◆ **EXERCISE PASSAGE**
* * * * * * * * *
The fantasy is irresistible: sell before the crash, buy back at the bottom, avoid the pain and capture the recovery. If only you could time the market — get out when it’s about to fall, get in when it’s about to rise — you’d massively outperform everyone else.

The evidence is unambiguous: it doesn’t work. Not for retail investors, not for professionals, not for algorithms. Market timing is the most seductive and most consistently destructive strategy in investing.

The appeal of timing

Market timing appeals because:

  • Every crash looks “obvious” in hindsight. We forget that before it happened, equally compelling arguments existed for continued growth.
  • Media rewards predictions. The person who called the last crash gets a book deal, regardless of their track record on the other 20 predictions they got wrong.
  • It feels active and intelligent. Buying and holding feels passive, even lazy. Surely doing more should produce better results?

The appeal is emotional, not rational. And emotional decisions in investing are consistently the most expensive.

Why it fails

To time the market successfully, you need to be right twice: when to get out AND when to get back in. Getting one right isn’t enough.

Getting out: Even if you correctly anticipate a decline, you need to sell before it happens. Most people sell after the decline has already occurred — converting a paper loss into a real one.

Getting back in: After selling, you need to know when to buy back. But markets often recover explosively from their lows. The best days tend to cluster around the worst days. If you’re out of the market waiting for “clarity,” you miss the rebound.

The maths of being wrong even slightly: a timer who misses just the 10 best market days over a 20-year period loses approximately half their total return compared to someone who stayed fully invested the entire time. Half. For missing just 10 days out of roughly 5,000 trading days.
* * * * * * * * *
◆ **DATA**

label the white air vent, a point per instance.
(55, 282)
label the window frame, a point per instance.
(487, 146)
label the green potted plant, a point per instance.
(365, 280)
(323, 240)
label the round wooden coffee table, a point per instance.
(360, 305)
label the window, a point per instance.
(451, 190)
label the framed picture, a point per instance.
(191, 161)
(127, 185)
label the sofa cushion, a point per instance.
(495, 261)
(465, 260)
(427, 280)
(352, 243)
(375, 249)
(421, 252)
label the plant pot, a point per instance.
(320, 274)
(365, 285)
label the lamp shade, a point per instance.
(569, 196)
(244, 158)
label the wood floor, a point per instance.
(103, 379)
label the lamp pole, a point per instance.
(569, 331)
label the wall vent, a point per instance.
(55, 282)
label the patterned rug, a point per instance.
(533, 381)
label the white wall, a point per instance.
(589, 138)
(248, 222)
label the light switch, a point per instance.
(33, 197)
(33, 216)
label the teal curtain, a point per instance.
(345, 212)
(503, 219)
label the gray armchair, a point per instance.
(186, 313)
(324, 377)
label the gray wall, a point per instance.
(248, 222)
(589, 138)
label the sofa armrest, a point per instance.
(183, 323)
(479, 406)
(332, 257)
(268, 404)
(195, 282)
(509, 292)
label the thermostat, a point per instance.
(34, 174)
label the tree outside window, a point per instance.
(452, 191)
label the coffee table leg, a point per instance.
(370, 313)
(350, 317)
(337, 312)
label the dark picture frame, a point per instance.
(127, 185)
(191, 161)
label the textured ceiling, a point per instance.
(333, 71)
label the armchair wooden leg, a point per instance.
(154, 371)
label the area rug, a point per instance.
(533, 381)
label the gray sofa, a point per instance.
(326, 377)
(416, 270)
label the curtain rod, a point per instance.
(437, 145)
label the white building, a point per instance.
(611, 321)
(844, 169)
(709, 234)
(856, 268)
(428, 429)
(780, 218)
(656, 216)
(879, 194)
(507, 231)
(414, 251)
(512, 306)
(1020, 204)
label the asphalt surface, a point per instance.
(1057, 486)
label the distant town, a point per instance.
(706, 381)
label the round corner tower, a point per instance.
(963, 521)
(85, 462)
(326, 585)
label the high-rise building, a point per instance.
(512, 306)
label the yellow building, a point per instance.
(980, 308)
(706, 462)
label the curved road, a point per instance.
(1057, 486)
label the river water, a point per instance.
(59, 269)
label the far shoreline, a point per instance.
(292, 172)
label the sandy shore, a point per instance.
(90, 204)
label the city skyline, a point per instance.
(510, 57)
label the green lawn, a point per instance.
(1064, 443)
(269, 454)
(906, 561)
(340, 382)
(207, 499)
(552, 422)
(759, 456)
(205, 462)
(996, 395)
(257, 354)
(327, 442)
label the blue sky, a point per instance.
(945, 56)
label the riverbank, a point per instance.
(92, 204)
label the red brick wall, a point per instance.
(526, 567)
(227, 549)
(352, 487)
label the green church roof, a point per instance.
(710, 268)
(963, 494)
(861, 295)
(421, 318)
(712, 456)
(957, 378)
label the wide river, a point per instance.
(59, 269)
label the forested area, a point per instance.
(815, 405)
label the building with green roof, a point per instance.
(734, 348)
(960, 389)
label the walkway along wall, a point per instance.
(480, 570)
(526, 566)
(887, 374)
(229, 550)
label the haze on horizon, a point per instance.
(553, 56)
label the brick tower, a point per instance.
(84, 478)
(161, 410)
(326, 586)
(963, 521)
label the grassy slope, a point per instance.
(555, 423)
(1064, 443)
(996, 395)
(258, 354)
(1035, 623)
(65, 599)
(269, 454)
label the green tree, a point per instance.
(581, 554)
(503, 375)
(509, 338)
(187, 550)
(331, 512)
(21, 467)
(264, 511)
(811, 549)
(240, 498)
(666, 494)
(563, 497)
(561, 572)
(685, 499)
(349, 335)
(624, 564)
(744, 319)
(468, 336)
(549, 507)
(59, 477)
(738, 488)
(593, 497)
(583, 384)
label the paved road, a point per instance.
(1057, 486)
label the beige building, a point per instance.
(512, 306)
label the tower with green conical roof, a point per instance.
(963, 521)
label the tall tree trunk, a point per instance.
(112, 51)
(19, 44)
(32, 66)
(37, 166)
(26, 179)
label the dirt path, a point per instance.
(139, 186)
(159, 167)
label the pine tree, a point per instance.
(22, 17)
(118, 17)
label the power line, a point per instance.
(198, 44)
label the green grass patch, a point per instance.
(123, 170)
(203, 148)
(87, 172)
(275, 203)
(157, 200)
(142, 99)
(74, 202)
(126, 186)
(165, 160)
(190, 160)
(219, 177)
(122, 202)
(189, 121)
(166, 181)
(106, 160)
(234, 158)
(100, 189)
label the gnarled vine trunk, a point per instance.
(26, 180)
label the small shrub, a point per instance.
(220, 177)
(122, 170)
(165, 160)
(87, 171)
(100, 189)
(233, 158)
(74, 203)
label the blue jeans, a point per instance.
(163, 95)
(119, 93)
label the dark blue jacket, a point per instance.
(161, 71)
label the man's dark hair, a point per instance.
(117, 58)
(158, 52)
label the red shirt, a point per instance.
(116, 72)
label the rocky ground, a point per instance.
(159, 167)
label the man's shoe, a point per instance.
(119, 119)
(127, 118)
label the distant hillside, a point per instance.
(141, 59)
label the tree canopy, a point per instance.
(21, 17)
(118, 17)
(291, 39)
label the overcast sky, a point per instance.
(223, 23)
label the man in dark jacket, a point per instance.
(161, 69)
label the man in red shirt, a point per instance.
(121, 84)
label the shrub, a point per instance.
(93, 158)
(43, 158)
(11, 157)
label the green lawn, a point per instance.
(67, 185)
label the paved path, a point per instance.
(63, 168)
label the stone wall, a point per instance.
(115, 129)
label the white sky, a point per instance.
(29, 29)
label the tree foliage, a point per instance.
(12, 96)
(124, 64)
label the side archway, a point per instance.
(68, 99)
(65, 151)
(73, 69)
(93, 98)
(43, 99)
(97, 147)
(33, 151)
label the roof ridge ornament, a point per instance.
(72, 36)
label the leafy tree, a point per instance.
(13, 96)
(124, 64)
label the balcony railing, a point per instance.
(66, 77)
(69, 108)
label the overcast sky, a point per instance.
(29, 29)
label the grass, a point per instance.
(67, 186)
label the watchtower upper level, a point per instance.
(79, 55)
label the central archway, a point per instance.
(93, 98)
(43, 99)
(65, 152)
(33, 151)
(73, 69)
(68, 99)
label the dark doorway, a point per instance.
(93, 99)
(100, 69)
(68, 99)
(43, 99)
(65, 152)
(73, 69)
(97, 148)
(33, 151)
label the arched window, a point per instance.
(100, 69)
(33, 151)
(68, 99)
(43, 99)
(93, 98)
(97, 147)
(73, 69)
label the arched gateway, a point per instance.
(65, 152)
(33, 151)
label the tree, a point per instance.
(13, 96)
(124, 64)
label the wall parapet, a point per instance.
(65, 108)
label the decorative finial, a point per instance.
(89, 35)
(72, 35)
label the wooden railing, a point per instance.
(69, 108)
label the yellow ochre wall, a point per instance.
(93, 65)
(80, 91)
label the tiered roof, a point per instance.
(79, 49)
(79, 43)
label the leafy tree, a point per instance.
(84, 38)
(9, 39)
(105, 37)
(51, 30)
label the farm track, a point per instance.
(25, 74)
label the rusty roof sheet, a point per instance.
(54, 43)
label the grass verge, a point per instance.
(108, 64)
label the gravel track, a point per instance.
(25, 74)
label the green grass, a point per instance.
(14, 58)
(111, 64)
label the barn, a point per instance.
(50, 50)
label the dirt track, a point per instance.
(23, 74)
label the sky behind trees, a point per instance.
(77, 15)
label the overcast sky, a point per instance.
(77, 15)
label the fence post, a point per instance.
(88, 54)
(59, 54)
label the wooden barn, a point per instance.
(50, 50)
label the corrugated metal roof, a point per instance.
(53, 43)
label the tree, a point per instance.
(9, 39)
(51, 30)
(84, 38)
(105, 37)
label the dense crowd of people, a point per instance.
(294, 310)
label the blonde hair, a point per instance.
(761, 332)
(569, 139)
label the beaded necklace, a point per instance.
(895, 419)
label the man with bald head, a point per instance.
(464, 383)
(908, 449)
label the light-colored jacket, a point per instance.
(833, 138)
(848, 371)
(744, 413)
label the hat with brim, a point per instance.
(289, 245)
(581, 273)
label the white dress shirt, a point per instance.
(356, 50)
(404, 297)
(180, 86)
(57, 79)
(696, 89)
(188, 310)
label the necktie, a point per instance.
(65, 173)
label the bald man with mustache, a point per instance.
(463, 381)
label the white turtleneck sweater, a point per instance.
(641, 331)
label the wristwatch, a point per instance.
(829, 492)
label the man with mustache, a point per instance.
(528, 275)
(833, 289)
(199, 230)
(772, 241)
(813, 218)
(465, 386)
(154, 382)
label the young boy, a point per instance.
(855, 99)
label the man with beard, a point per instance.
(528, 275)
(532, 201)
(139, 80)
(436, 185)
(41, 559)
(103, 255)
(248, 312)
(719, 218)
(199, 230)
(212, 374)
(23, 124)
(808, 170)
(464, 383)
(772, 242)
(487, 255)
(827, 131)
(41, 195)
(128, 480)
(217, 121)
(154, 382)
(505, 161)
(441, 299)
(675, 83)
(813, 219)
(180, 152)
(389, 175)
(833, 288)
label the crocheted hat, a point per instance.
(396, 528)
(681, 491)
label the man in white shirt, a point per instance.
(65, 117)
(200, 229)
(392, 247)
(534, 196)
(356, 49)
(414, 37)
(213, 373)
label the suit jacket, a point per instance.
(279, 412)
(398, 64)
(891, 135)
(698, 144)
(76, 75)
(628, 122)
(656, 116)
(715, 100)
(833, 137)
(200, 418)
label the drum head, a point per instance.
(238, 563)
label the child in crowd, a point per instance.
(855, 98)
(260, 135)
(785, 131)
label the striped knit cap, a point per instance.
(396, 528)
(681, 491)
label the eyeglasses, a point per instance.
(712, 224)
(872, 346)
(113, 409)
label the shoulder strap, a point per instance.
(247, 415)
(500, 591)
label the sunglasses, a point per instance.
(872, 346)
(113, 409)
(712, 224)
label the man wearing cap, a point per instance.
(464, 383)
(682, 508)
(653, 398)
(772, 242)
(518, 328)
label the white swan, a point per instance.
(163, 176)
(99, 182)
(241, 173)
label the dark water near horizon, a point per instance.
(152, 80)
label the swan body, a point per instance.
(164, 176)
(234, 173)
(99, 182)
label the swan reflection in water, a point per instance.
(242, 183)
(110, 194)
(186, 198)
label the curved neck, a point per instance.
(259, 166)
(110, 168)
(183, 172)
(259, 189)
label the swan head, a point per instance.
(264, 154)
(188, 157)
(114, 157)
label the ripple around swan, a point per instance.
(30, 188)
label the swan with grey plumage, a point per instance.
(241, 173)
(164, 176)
* * * * * * * * *
Continue the article on market timing above, starting right after its last sentence.

◆ **TASK ANSWER**
The cost of missing the best days

Studies across multiple markets and time periods show remarkably consistent results:

Fully invested over 20 years: strong returns (the exact number depends on the period, but typically 7-10% annualised for global equities).

Miss the 10 best days: returns drop by roughly 50%. Miss the 20 best days: returns often drop below bonds. Miss the 30 best days: returns approach zero or go negative.

The problem: the best days often occur within days of the worst days. They cluster during periods of maximum volatility and fear — exactly when timers are most likely to be on the sidelines.

You cannot capture the upside while avoiding the downside. They come bundled together. The price of the market’s long-term returns is enduring its short-term volatility.

Time in the market beats timing

The evidence points to a simple but powerful principle: time in the market beats timing the market.

This doesn’t mean “buy at any price and ignore everything.” It means:

  • Invest as soon as you have money to invest.
  • Stay invested through downturns.
  • Use downturns to buy more, not to sell.
  • Accept that you’ll endure losses on paper that eventually recover.
  • Trust the process even when it feels terrible.

The investor who invested every month for 30 years — through crashes, recessions, pandemics, wars — has historically done extraordinarily well. The investor who tried to avoid the bad months (and inevitably missed some good ones) has done significantly worse.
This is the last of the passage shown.